§ **Exercise details**
Produce the listing below again, exactly as shown.
:: Listed entries
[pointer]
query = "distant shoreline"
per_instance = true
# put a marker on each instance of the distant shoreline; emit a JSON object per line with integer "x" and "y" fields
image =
::::
§ **Right answer**
[pointer]
query = "distant shoreline"
per_instance = true
# put a marker on each instance of the distant shoreline; emit a JSON object per line with integer "x" and "y" fields
image =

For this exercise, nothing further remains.